Supplied records:
--*--
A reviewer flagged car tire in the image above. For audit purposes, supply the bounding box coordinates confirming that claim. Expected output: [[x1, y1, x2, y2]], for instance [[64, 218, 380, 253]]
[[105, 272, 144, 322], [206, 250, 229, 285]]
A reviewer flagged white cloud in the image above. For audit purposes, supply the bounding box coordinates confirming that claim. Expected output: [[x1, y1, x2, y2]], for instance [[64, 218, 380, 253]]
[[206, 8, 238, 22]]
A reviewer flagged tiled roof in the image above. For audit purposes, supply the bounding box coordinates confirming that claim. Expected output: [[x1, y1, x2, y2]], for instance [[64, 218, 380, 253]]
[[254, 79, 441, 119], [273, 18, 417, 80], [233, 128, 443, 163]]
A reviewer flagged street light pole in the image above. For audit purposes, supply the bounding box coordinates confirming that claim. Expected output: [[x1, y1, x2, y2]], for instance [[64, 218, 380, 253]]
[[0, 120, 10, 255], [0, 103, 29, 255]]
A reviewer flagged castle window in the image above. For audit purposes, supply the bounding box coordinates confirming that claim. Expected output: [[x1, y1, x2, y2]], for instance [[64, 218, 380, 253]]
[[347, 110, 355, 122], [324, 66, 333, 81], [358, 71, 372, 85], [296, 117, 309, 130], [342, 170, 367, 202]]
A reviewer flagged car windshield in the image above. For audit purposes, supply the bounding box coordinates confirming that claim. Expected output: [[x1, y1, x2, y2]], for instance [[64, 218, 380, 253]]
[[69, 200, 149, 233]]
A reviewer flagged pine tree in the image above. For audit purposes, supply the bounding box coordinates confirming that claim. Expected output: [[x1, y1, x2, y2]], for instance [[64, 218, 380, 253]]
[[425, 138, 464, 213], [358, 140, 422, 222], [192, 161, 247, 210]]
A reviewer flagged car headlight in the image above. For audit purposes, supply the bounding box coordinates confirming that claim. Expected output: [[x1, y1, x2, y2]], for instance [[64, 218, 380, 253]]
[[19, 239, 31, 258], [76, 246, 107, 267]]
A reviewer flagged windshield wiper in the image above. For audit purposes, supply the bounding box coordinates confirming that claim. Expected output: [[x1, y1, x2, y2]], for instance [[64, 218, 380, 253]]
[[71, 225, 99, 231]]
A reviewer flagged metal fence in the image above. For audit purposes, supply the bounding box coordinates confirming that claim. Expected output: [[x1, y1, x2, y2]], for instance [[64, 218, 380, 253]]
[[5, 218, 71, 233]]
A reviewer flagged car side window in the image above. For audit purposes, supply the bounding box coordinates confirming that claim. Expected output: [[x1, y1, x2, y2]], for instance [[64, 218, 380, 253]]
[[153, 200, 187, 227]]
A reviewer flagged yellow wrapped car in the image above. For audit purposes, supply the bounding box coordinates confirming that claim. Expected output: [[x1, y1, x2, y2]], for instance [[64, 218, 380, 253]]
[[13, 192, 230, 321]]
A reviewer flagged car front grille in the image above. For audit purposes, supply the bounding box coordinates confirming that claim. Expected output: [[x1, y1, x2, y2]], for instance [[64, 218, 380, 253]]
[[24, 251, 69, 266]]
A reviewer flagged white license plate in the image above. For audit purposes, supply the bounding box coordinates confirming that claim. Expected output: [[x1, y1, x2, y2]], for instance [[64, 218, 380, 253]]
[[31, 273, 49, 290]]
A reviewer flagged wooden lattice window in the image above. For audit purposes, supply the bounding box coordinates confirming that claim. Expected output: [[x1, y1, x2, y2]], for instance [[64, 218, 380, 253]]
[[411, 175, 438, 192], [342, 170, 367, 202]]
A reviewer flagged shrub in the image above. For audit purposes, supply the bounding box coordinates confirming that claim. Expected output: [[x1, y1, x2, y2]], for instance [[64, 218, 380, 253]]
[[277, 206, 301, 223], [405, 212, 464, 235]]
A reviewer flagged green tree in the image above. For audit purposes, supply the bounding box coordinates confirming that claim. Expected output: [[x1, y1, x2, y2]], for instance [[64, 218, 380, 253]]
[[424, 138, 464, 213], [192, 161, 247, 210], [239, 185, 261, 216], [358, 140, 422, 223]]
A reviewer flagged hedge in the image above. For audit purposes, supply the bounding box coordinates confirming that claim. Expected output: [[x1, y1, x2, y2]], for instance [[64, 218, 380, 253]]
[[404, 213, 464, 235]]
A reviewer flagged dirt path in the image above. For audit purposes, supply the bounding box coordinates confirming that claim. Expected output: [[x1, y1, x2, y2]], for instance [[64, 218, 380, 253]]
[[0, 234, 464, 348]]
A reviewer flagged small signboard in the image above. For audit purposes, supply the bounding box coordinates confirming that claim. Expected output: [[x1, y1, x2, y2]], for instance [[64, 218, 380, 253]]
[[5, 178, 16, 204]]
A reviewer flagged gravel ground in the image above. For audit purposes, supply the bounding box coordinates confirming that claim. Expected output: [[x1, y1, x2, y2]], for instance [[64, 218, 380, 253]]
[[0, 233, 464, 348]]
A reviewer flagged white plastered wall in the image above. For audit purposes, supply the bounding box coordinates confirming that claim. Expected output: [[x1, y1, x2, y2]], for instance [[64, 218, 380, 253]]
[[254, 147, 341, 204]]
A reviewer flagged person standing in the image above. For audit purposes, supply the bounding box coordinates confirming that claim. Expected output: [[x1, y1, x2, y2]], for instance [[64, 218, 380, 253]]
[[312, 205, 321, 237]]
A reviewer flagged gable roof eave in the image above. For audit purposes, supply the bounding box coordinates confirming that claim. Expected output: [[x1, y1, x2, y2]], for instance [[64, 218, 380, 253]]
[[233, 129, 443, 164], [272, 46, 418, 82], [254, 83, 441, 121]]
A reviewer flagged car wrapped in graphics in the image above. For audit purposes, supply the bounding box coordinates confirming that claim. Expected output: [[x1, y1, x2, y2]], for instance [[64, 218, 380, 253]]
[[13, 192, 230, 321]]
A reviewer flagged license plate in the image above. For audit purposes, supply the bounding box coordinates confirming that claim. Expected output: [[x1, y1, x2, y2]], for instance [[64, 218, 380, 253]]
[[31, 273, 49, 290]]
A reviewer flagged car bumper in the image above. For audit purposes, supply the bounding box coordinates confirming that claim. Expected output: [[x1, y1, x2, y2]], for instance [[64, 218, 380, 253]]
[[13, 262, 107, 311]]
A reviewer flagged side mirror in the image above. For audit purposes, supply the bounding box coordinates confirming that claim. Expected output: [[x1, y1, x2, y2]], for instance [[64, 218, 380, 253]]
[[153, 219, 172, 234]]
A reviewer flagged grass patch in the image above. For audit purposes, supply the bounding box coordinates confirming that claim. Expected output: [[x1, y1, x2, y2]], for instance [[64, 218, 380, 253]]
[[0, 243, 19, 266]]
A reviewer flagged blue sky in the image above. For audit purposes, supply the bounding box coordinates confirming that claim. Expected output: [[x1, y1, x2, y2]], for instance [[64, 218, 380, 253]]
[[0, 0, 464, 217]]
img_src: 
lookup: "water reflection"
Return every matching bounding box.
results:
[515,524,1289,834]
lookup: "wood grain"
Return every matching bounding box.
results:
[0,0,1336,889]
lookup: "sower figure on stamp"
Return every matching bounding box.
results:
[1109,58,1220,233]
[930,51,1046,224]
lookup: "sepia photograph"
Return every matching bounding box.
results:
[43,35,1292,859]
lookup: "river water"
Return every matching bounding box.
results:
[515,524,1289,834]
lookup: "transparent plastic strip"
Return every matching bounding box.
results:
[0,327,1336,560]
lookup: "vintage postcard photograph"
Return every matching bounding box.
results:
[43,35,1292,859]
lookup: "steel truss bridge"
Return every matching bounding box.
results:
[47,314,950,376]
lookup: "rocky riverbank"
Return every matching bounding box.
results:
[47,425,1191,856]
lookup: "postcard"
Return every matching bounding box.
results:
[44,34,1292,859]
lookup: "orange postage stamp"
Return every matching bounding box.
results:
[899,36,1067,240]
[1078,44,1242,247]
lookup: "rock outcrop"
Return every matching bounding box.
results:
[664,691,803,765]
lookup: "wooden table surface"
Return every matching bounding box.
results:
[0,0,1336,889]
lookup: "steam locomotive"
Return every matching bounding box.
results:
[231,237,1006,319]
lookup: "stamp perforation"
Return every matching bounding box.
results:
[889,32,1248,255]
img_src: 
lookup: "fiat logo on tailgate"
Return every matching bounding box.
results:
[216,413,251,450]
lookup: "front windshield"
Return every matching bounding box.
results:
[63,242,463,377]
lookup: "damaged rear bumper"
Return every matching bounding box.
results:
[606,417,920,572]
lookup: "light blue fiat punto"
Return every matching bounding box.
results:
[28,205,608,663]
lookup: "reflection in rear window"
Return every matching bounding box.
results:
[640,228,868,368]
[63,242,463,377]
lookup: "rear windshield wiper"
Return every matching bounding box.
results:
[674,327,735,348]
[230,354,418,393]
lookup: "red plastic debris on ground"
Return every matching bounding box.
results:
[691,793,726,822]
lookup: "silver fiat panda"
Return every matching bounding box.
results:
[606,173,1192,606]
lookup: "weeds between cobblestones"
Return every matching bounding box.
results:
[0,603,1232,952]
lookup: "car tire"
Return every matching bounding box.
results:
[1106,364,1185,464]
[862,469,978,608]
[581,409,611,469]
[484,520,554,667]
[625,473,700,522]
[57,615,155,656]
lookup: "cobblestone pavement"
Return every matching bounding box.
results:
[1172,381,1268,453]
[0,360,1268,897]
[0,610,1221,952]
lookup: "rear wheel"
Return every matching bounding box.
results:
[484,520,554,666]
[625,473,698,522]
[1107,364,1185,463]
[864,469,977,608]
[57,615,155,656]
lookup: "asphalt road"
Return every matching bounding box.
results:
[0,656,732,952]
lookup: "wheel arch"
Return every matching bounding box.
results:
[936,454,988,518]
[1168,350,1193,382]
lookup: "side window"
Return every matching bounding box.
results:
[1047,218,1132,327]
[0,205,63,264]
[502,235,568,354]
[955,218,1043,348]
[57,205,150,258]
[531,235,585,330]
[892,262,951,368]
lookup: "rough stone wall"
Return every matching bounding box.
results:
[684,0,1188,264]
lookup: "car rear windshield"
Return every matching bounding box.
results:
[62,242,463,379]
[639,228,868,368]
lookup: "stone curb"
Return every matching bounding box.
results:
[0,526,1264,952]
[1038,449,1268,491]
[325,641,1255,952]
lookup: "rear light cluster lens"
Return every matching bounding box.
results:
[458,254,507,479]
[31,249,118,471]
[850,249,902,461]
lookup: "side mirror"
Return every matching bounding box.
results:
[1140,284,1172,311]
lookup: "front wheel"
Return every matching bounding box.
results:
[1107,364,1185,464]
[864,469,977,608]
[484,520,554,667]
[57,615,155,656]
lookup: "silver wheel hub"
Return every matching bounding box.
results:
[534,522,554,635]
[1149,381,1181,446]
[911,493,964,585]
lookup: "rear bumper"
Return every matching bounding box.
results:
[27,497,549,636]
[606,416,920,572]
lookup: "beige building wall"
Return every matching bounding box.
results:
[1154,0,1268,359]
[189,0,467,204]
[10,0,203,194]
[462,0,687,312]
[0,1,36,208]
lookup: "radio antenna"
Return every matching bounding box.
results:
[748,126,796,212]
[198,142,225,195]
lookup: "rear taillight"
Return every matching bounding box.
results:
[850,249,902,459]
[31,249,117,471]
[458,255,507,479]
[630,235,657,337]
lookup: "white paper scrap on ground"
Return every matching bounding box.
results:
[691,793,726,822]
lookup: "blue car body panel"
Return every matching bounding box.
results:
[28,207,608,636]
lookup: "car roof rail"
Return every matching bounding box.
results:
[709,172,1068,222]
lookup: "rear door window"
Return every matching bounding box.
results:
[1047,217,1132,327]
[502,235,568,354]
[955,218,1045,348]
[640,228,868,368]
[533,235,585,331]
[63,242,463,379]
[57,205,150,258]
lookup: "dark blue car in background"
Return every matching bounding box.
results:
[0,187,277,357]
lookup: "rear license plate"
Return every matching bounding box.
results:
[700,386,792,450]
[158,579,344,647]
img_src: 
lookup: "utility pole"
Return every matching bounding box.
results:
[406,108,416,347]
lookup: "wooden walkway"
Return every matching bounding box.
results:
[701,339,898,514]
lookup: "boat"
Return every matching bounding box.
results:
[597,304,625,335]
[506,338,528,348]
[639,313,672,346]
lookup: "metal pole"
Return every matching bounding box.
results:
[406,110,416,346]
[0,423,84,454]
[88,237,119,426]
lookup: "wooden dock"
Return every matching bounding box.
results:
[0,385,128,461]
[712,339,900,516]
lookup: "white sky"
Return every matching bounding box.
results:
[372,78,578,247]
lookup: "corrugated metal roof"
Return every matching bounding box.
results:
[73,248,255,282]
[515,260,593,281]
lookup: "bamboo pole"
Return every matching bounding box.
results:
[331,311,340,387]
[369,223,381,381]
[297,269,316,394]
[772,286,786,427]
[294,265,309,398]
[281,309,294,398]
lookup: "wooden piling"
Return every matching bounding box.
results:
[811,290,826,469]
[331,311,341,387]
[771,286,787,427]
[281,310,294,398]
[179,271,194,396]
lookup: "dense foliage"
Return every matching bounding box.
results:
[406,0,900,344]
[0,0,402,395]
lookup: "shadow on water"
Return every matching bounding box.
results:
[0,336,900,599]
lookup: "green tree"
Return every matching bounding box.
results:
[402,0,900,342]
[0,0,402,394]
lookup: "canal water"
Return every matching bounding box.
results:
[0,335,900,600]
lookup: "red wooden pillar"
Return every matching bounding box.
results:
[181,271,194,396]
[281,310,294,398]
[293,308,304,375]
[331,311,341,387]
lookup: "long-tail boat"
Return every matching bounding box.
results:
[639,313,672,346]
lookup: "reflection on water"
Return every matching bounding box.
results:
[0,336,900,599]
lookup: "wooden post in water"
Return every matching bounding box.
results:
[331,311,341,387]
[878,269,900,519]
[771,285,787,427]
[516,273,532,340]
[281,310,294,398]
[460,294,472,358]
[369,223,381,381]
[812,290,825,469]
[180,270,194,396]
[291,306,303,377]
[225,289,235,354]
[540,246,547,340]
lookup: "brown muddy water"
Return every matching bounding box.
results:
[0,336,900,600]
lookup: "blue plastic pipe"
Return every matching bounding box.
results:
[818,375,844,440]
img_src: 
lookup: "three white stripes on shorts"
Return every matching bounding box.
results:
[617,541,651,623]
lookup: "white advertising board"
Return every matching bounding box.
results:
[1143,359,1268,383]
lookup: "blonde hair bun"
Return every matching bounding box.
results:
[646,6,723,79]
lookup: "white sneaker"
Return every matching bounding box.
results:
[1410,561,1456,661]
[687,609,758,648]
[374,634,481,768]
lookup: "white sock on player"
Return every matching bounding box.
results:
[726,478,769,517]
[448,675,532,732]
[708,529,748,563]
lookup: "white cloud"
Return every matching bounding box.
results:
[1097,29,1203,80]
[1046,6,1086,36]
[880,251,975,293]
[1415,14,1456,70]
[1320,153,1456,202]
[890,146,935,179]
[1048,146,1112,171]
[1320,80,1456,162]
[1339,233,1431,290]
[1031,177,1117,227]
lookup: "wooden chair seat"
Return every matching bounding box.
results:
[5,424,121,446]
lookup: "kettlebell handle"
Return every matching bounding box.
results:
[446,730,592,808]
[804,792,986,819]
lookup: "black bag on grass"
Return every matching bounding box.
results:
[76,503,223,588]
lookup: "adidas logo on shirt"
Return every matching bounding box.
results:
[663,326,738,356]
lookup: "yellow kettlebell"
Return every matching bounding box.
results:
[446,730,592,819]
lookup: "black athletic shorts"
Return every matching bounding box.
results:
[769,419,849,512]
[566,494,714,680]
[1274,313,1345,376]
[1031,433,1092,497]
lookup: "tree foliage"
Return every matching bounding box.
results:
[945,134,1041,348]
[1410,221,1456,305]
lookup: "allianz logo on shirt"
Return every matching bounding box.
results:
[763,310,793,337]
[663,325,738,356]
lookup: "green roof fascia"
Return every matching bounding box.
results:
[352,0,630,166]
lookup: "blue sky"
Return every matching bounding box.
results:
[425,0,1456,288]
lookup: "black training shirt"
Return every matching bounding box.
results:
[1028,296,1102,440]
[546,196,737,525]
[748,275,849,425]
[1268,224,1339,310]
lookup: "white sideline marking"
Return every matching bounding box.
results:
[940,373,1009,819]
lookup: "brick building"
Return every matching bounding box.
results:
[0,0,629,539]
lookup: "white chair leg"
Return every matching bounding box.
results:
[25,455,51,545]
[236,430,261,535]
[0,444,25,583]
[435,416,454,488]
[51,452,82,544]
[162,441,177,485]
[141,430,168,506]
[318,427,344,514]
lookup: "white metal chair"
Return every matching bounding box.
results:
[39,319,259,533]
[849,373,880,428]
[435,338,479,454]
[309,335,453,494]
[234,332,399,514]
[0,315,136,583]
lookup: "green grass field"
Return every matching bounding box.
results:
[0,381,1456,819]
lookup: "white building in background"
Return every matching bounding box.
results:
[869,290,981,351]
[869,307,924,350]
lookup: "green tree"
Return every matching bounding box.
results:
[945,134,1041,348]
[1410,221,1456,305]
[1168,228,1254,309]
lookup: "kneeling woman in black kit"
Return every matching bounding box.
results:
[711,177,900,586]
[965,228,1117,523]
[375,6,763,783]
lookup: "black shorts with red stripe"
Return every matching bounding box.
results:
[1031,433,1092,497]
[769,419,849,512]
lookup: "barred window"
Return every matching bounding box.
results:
--*--
Job:
Can you reproduce, word for word, the records starting at the line containing "A reviewer flagged wooden" and ending at the line containing "[[411, 175, 438, 192], [342, 170, 367, 202]]", including both of those lines?

Task solution:
A reviewer flagged wooden lattice window in the image above. For audit purposes, supply the bounding box coordinates confirming that claim. Expected output: [[x1, y1, x2, y2]], for instance [[64, 218, 380, 253]]
[[411, 175, 438, 192], [342, 170, 367, 202]]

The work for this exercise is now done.